OBJECTIVE: Print the stretch of the Steppas' Delight text below from "Steppas' Delight is" through "September 28, 2009.", word for word.

TEXT:

◆ ◆ ◆ ◆ ◆ ◆ ◆

Compilation album
- Released: May 19, 2008
- Genre: Dubstep
- Label: Soul Jazz
- Compiler: Emma Warren

Steppas' Delight chronology
|  | Steppas' Delight (2008) | Steppas' Delight 2 (2009) |

= Steppas' Delight =

Steppas' Delight is a 2008 compilation album by Soul Jazz Records. The album is a compilation of dubstep music from various artists.

==Background==
Brandon Ivers of XLR8R declared that during 2008 "seemingly everyone is releasing some sort of compilation [about dubstep] before the current run of self-mythologizing has had a chance to stick."

==Release==
Steppas' Delight was initially announced as being released by the end of March 2008. It was released later on May 19 with a release party on May 17 with Kode9, Hatcha, Crazy D, Chef & LD, Geiom, Ikonika, and the Soul Jazz Soundsystem performing at Electrowerkz in the UK. The album was released on compact disc and vinyl record. A follow-up, titled Steppas' Delight 2, was released on September 28, 2009.

◆ ◆ ◆ ◆ ◆ ◆ ◆

DATA ENTRIES:

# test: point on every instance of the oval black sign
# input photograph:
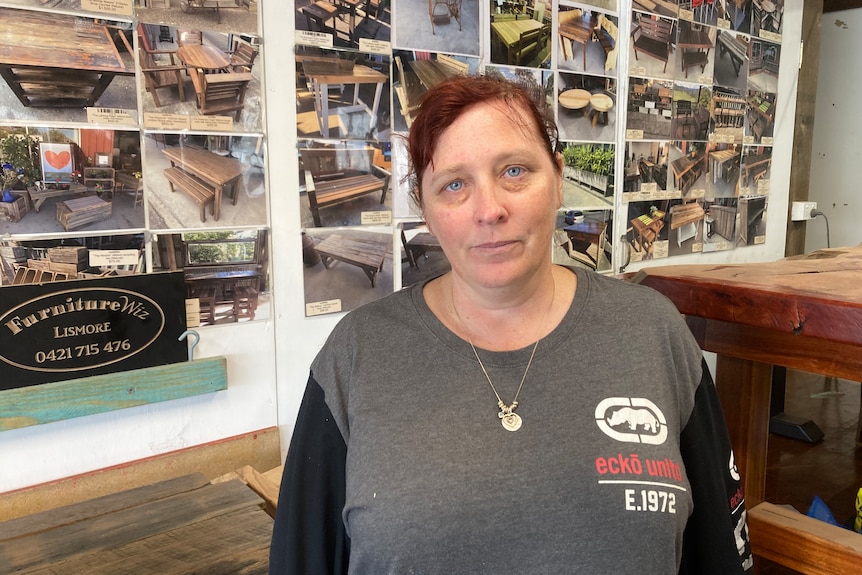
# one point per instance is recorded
(79, 329)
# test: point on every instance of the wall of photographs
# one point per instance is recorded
(134, 130)
(666, 110)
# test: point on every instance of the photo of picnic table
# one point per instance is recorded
(55, 60)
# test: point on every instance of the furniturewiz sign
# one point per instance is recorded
(66, 330)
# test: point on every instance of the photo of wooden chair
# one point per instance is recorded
(160, 74)
(220, 93)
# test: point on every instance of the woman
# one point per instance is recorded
(510, 416)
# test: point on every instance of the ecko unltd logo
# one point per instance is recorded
(632, 420)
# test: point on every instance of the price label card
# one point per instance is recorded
(322, 307)
(120, 7)
(173, 122)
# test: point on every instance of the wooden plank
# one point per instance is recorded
(60, 400)
(69, 514)
(137, 523)
(804, 544)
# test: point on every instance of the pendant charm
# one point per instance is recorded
(510, 421)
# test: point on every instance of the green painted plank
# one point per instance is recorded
(59, 400)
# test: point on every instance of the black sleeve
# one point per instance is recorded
(716, 536)
(309, 537)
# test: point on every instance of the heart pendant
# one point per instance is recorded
(511, 422)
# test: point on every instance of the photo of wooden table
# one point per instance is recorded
(695, 45)
(367, 251)
(576, 99)
(801, 312)
(79, 212)
(220, 172)
(325, 72)
(579, 29)
(203, 57)
(180, 525)
(55, 60)
(508, 32)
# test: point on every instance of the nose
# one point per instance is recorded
(490, 206)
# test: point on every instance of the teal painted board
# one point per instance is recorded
(60, 400)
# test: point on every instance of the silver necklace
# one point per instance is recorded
(511, 421)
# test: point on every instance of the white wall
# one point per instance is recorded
(837, 150)
(268, 360)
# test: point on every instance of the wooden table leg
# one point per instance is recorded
(744, 388)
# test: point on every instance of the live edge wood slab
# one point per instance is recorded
(802, 312)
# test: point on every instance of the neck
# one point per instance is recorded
(504, 319)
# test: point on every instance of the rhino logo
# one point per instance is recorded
(632, 420)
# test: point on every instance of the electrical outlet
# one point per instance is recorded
(800, 211)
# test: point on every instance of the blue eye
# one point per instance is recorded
(514, 171)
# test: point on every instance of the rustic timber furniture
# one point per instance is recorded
(802, 312)
(653, 37)
(181, 525)
(221, 93)
(329, 181)
(159, 73)
(593, 234)
(201, 174)
(46, 65)
(366, 251)
(322, 73)
(576, 27)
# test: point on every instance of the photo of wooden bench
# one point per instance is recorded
(652, 36)
(334, 175)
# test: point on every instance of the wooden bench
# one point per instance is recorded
(327, 183)
(195, 188)
(653, 38)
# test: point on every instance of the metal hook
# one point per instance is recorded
(196, 338)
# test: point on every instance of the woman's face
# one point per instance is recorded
(490, 196)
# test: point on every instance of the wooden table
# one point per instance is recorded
(322, 73)
(54, 60)
(576, 99)
(203, 57)
(601, 105)
(183, 525)
(509, 33)
(730, 44)
(431, 72)
(647, 229)
(593, 233)
(367, 251)
(802, 312)
(38, 196)
(695, 45)
(580, 30)
(219, 171)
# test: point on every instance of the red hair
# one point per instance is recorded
(445, 102)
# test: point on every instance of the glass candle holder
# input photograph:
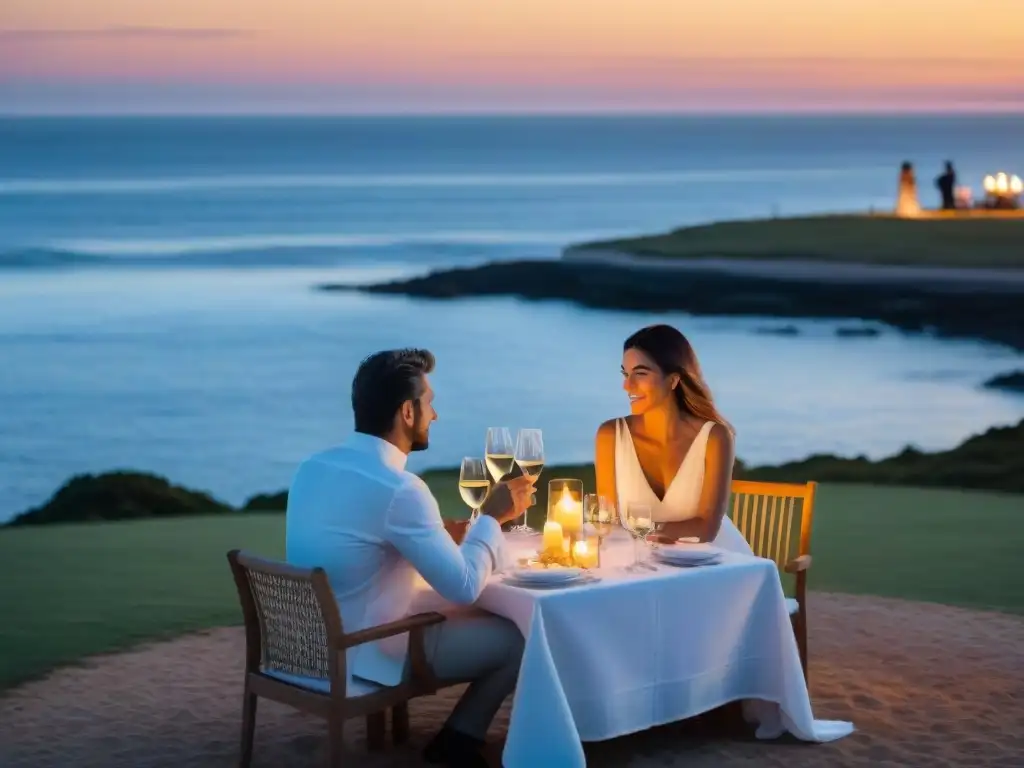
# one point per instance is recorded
(587, 548)
(565, 505)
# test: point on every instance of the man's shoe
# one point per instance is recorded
(455, 750)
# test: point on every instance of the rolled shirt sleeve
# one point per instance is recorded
(415, 527)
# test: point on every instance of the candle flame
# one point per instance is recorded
(565, 501)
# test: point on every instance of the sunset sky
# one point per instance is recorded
(510, 55)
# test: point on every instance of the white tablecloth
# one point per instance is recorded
(633, 651)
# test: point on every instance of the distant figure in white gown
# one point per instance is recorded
(906, 200)
(675, 451)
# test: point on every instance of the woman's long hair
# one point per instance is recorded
(674, 354)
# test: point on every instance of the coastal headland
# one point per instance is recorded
(948, 274)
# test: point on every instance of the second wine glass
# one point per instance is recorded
(473, 484)
(529, 457)
(499, 452)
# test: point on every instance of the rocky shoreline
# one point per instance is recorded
(990, 461)
(946, 307)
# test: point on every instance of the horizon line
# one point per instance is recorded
(988, 111)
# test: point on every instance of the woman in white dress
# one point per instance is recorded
(675, 451)
(906, 199)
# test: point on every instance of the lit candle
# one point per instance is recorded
(568, 512)
(553, 537)
(583, 556)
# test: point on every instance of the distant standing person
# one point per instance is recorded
(906, 202)
(947, 187)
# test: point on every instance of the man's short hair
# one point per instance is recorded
(384, 381)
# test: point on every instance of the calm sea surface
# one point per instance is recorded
(157, 311)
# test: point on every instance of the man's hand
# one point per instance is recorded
(509, 499)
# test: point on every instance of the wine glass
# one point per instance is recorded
(473, 484)
(637, 521)
(600, 512)
(529, 456)
(499, 453)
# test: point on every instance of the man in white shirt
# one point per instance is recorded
(354, 511)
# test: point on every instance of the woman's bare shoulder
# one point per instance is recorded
(606, 430)
(720, 438)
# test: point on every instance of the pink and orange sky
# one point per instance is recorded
(510, 55)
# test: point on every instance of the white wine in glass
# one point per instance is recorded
(529, 457)
(498, 452)
(473, 484)
(639, 522)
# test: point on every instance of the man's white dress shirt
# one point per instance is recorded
(354, 511)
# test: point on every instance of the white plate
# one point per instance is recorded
(687, 562)
(688, 552)
(530, 585)
(546, 576)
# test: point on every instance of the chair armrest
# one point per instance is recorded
(417, 621)
(799, 564)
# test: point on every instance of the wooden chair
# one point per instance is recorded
(295, 654)
(764, 513)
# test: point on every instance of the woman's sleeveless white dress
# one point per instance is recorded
(682, 497)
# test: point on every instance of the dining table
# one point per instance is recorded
(628, 650)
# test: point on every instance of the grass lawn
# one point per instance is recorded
(71, 591)
(954, 241)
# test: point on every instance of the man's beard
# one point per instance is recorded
(421, 441)
(420, 438)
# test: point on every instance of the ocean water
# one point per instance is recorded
(158, 311)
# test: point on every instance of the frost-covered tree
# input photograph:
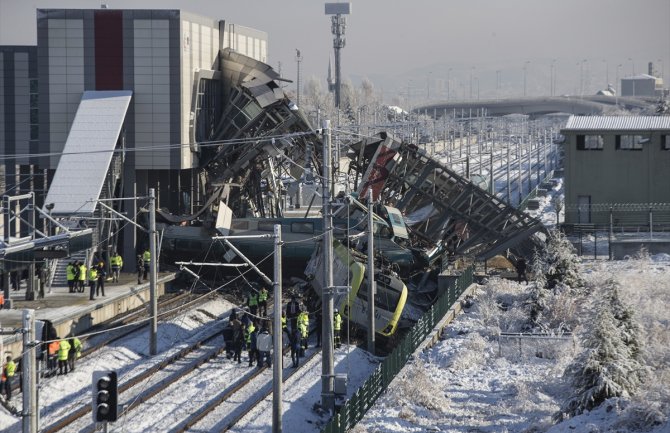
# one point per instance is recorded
(606, 368)
(630, 329)
(557, 263)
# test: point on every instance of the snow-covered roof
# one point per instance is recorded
(617, 123)
(640, 77)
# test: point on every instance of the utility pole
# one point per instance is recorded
(371, 276)
(298, 59)
(327, 365)
(338, 25)
(277, 338)
(29, 376)
(153, 341)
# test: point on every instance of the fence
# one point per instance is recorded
(355, 408)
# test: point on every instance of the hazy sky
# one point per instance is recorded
(419, 40)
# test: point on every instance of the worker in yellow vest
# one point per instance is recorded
(63, 352)
(92, 280)
(252, 302)
(70, 274)
(303, 327)
(75, 351)
(337, 327)
(8, 371)
(82, 277)
(116, 261)
(146, 257)
(263, 302)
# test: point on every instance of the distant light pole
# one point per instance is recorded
(525, 76)
(551, 77)
(582, 83)
(428, 86)
(472, 70)
(617, 84)
(298, 59)
(498, 83)
(449, 83)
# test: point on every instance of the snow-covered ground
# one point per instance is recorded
(472, 381)
(129, 356)
(463, 384)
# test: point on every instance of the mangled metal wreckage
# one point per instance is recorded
(250, 146)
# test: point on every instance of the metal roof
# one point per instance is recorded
(617, 123)
(88, 151)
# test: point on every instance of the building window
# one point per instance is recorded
(631, 142)
(34, 110)
(590, 142)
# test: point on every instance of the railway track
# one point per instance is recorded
(167, 309)
(240, 406)
(197, 358)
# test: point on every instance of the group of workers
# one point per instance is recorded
(61, 355)
(243, 331)
(77, 274)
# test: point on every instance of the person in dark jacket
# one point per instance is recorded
(295, 347)
(264, 346)
(228, 339)
(292, 311)
(102, 274)
(238, 340)
(251, 340)
(521, 270)
(140, 268)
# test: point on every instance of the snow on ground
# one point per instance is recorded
(469, 383)
(303, 390)
(462, 384)
(129, 356)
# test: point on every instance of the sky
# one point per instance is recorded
(466, 382)
(412, 45)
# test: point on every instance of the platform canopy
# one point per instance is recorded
(88, 152)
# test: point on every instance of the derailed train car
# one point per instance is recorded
(349, 271)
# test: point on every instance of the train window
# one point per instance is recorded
(240, 225)
(302, 227)
(630, 142)
(384, 298)
(665, 142)
(267, 226)
(590, 142)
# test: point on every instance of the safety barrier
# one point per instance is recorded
(355, 408)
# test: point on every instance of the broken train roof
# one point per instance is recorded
(445, 208)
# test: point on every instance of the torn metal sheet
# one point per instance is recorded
(448, 210)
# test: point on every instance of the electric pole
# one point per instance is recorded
(338, 25)
(298, 59)
(327, 365)
(29, 376)
(153, 341)
(371, 275)
(277, 338)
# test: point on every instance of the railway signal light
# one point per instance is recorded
(105, 396)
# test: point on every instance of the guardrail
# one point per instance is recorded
(354, 409)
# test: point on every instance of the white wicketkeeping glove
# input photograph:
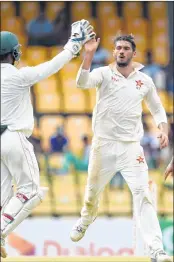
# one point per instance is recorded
(81, 32)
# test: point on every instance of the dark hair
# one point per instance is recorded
(128, 38)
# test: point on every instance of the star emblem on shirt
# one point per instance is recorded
(140, 159)
(139, 83)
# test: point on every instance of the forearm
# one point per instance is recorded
(163, 127)
(37, 73)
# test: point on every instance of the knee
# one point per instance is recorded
(142, 195)
(91, 198)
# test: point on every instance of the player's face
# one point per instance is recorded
(123, 53)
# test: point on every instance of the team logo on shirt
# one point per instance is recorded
(140, 159)
(139, 83)
(114, 79)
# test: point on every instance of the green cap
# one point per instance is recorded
(9, 44)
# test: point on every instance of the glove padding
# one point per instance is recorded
(81, 32)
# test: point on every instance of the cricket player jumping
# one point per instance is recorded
(18, 160)
(117, 128)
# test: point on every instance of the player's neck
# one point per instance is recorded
(125, 71)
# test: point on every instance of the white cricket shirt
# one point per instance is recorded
(16, 107)
(118, 111)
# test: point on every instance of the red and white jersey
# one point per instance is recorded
(16, 107)
(118, 111)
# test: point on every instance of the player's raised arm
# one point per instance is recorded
(85, 79)
(81, 32)
(157, 110)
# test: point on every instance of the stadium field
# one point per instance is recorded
(77, 259)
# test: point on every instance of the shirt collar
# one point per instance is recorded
(137, 67)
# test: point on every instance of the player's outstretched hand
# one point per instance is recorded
(163, 140)
(92, 45)
(81, 32)
(169, 169)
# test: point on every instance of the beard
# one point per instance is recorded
(124, 64)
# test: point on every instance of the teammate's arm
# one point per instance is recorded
(85, 79)
(157, 110)
(81, 32)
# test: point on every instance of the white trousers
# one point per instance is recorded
(18, 164)
(108, 157)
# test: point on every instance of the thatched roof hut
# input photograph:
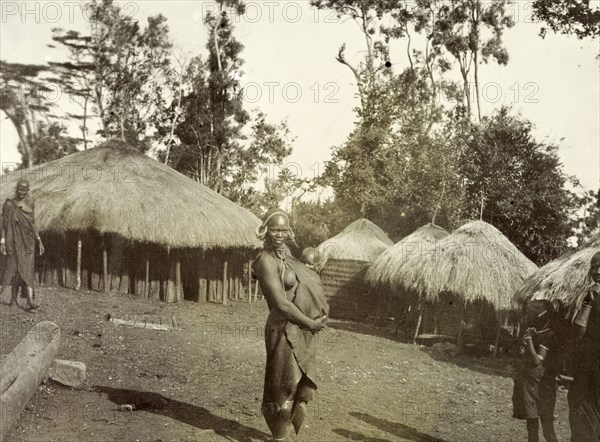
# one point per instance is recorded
(383, 272)
(143, 227)
(116, 189)
(361, 240)
(564, 280)
(344, 259)
(467, 278)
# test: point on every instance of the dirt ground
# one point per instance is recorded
(203, 382)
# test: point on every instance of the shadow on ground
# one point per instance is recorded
(394, 428)
(183, 412)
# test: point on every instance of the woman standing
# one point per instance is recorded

◆ ◆ ◆ ◆ ◆ ◆ ◆

THE ANSWER:
Steppas' Delight is a 2008 compilation album by Soul Jazz Records. The album is a compilation of dubstep music from various artists.

==Background==
Brandon Ivers of XLR8R declared that during 2008 "seemingly everyone is releasing some sort of compilation [about dubstep] before the current run of self-mythologizing has had a chance to stick."

==Release==
Steppas' Delight was initially announced as being released by the end of March 2008. It was released later on May 19 with a release party on May 17 with Kode9, Hatcha, Crazy D, Chef & LD, Geiom, Ikonika, and the Soul Jazz Soundsystem performing at Electrowerkz in the UK. The album was released on compact disc and vinyl record. A follow-up, titled Steppas' Delight 2, was released on September 28, 2009.